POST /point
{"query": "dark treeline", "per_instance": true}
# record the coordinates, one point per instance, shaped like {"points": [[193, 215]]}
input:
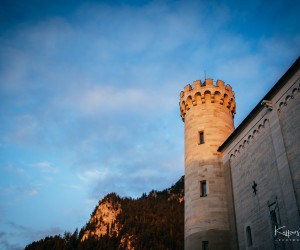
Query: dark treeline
{"points": [[153, 221]]}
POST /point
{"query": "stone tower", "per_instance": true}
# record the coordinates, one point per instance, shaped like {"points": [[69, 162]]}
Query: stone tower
{"points": [[207, 111]]}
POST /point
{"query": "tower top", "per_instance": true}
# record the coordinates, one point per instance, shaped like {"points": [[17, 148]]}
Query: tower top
{"points": [[206, 92]]}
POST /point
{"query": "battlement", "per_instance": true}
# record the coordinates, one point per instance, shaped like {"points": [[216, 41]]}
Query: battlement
{"points": [[207, 92]]}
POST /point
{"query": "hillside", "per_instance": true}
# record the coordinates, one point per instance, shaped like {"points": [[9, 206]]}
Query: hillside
{"points": [[153, 221]]}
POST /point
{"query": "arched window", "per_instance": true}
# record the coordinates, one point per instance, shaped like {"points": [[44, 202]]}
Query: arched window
{"points": [[249, 236]]}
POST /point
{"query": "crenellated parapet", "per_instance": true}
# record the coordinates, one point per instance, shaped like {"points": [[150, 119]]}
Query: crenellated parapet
{"points": [[207, 92]]}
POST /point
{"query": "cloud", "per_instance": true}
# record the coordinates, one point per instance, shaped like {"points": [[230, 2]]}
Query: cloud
{"points": [[94, 175], [26, 190], [45, 167]]}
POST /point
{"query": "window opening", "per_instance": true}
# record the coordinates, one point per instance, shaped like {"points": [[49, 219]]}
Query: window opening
{"points": [[203, 189], [204, 245], [201, 137], [249, 236]]}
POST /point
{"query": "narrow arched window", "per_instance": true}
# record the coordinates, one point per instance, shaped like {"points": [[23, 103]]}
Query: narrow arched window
{"points": [[249, 236]]}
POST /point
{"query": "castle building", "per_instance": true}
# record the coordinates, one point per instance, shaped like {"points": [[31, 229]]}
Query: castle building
{"points": [[242, 186]]}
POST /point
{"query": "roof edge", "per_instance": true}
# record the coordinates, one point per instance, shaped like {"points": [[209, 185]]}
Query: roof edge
{"points": [[272, 92]]}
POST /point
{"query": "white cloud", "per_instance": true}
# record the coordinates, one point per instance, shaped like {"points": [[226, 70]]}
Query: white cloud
{"points": [[45, 167], [93, 174]]}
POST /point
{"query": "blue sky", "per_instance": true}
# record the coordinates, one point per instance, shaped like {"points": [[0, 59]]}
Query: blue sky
{"points": [[89, 96]]}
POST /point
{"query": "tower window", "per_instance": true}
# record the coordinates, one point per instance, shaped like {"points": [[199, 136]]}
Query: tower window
{"points": [[203, 191], [204, 245], [249, 236], [273, 219], [201, 137]]}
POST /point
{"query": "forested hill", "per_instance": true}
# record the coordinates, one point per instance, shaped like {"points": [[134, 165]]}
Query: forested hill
{"points": [[153, 221]]}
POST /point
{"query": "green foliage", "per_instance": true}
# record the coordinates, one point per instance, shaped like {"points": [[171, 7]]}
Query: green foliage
{"points": [[153, 221]]}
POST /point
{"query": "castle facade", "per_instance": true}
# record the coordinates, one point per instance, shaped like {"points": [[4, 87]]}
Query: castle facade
{"points": [[242, 186]]}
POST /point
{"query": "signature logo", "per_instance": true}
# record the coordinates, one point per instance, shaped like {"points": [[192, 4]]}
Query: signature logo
{"points": [[289, 234]]}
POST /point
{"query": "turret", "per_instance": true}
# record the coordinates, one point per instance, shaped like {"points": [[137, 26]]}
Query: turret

**THE PROBLEM**
Search the entries for "turret" and copy out each line that has it.

**RESPONSE TO THE TASK**
{"query": "turret", "per_instance": true}
Query: turret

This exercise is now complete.